§ Activity A: According to the text on sample points and distances to roads, how many sample points were generated?
§ Activity B: Continue the text on comparing sample points' distances to roads, starting after its final sentence.

Visual inspection of a suitably chosen graphic (but rarely the map!) can be an excellent choice.
Consider this (real-world) scene in which the light lines designate roads. It is approximately 13 kilometers wide and 8 kilometers high:
I have generated a sample of 477 points, here shown colored according to their distance to the nearest road:
Most of them tend to be close to roads, as this histogram of the 477 distances indicates.
However, by itself this tells us nothing: we need to compare the distances in the sample to all the distances in the sample area. To do this, I used Spatial Analyst to create a Euclidean Distance grid (with 10 meter cell sizes) covering the sample area. Here is its histogram (in gray) superimposed on the previous one. These histograms use density rather than actual counts so that the two datasets can be directly compared.
There are some differences--but they appear to be tiny and erratic. The sample has slightly more points at the shortest distances and slightly fewer points in the 200-400 meter, 700-800 meter, and 1400-2100 meter ranges. Does this reflect a real difference or is it just due to chance?
There are many ways to find out, such as a formal comparison of average distances, a chi-square test, a Kolmogorov-Smirnov test, a QQ plot, and a PP plot. I have looked at them all, but they are all inconclusive. The most powerful method I have found is derived from the QQ-plot.

§ Dataset content:

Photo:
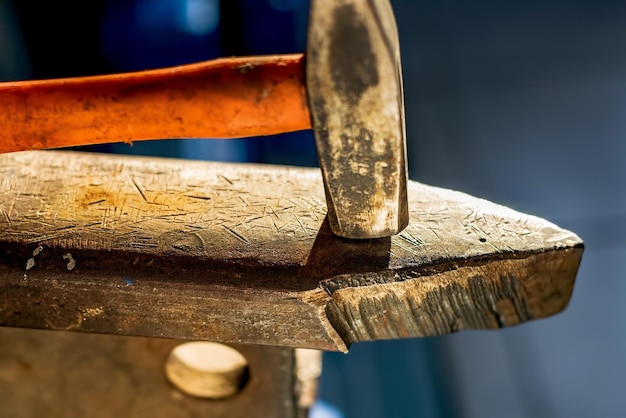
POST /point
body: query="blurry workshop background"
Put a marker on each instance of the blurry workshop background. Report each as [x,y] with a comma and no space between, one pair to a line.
[519,102]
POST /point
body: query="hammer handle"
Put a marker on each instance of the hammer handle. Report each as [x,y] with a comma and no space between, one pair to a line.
[223,98]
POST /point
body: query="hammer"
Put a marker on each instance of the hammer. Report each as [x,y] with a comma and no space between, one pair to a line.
[348,88]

§ Answer A: 477 points.

§ Answer B:
Here's what to do. Corresponding to every distance d in the dataset is its empirical distribution given by the proportion of the data that have a distance of d or less. Call this proportion x. There is a corresponding proportion y in the reference dataset: it is the fraction of the total study area that is within a distance d of a road. The QQ plot graphs each y against each x for all the distances d that show up in the sample. If there is some way in which the sampling favors certain distances, it will show up as a discrepancy between each y and its corresponding x. If you want to see discrepancies, then plot them. The red dots in the next figure plot each y-x against x. I call this a "Residual QQ Plot."
Where the values are below zero, the sample exhibits more values at short distance than on average. The part of this plot from x=0 to about x=0.05, at the very left, suggests initially the sample may have too many values close to the roads. This tendency continues until x=0.25 or so, when the negative discrepancy becomes the greatest and the plot bottoms out. The advance of the red dots from y=-0.02 to y=0 at the very end, between x=0.9 and x=1.0, similarly suggests a slight dearth of values at the greatest distances.
Whether any of this is more than "noise" in the data is a good question. To address that, I generated 499 random samples of exactly the same size and drew their graphs in gray. You can see the envelope of all those graphs. Our sample's graph lies within that envelope--but only barely. Near the point (x,y) = (0.03, -0.02), it hits the very fringes. It's also near the fringes at (0.89, -0.025). Both of these are good hints that this sample very slightly favors points close to roads compared to points far from them.
For another example, I obtained a random sample of 500 points and then excluded the 22 points within 10 meters of any road. That would be visually difficult to detect, but here is the residual QQ plot:
The left hand end of the red graph makes it very clear that some of the shortest distances are missing--and its height, which eventually climbs to 0.04, suggests that the missing points are around 4% of the total (equal to 20). The gradual and steady trend back to 0 from left to right suggests there are no other identifiable discrepancies.
The beauty of this technique lies in its diagnostic capabilities: it shows you, forcibly, precisely how your sample varies from being uniformly random. As such it can be warmly recommended.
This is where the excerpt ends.